→ The task: The lines to repeat run from the one containing "Mark the isolated" through the last line of the records below; repeat them exactly and give nothing more.

→ Dataset content:

%%

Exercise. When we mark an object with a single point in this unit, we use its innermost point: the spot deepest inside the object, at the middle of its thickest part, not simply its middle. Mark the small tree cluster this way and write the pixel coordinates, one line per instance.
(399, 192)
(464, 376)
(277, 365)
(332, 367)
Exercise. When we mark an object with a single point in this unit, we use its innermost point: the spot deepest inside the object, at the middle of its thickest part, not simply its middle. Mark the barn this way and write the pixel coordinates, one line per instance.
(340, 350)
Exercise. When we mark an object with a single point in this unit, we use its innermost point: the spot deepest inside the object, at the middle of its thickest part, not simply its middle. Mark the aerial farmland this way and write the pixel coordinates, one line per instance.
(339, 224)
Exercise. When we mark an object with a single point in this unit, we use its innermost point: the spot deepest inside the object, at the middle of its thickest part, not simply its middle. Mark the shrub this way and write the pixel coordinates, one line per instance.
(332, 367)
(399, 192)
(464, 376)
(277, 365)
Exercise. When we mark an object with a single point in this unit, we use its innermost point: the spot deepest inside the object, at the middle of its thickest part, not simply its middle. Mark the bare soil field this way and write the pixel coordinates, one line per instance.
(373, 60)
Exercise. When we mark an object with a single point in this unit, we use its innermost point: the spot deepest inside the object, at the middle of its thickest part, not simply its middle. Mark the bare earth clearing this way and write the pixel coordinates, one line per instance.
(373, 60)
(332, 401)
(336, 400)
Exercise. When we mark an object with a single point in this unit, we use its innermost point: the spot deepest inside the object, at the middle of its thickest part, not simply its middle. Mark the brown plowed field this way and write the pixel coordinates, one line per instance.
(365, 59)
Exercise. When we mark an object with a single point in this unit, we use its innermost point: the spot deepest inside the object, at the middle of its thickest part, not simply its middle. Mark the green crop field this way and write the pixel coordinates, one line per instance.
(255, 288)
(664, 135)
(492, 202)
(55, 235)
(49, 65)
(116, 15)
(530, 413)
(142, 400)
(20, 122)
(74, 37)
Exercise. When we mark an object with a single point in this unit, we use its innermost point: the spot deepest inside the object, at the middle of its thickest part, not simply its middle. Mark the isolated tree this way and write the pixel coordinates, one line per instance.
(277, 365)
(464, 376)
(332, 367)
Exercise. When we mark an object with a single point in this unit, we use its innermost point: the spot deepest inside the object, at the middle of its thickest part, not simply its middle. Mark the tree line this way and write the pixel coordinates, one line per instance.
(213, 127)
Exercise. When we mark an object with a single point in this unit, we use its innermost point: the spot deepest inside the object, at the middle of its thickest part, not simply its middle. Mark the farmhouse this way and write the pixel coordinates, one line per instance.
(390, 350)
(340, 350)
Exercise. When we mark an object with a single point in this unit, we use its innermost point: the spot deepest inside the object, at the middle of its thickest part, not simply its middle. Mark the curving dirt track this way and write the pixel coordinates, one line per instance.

%%

→ Response to this task:
Exercise. When we mark an object with a single point in this unit, we use its innermost point: the spot deepest inside the object, at the middle of its thickest part, not simply its middle. Mark the isolated tree this way and write the pixel coordinates, one line per instance.
(277, 365)
(464, 376)
(332, 367)
Exercise. When we mark an object with a single point in this unit, we use its innermost point: the spot deepest inside the object, at the middle of its thickest part, not simply its middle. Mark the tree line this way and write the pixel coordinates, one line per instance.
(213, 127)
Exercise. When we mark an object with a single point in this unit, we use its innermost point: the spot deepest inside the object, at the middle of its thickest part, not simply its middle. Mark the farmhouse this way and write the pixel coordinates, one line per instance.
(390, 350)
(340, 350)
Exercise. When we mark an object with a single point in this unit, we use its innermost point: the spot deepest inside the object, at the middle of its thickest part, not simply its middle. Mark the curving dirt track this way and write the pixel coordinates, one line per instance.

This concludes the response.